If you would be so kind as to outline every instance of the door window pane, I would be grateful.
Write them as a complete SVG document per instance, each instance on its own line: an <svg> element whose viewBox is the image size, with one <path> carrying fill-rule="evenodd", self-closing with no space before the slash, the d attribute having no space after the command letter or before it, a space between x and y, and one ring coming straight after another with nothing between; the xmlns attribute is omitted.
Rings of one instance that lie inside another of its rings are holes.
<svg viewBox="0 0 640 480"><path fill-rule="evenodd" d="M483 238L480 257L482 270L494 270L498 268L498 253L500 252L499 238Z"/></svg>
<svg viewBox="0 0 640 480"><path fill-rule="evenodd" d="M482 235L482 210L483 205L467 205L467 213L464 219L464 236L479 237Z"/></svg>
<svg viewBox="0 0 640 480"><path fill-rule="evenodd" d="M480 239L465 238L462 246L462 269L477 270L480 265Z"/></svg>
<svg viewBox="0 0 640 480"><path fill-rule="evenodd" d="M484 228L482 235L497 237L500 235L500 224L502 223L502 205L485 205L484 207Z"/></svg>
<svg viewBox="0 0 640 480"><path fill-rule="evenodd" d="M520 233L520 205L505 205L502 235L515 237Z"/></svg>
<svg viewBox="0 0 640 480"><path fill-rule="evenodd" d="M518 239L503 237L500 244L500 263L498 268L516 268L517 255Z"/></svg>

--

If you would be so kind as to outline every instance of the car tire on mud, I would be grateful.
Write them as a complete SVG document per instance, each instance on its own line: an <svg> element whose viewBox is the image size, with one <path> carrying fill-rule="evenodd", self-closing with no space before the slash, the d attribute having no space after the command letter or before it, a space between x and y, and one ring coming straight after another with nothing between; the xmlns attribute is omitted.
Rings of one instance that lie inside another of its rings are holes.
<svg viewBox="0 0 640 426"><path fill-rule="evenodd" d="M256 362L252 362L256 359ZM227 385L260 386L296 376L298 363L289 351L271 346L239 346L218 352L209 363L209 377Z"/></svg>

◆ **ASSIGNMENT**:
In the records above, find every line that contains the word "grateful" and copy it.

◆ **TASK RESPONSE**:
If you would be so kind as to outline every instance of the door window pane, I would be grateful.
If you would be so kind as to outline every instance of the car tire on mud, I would be grateful.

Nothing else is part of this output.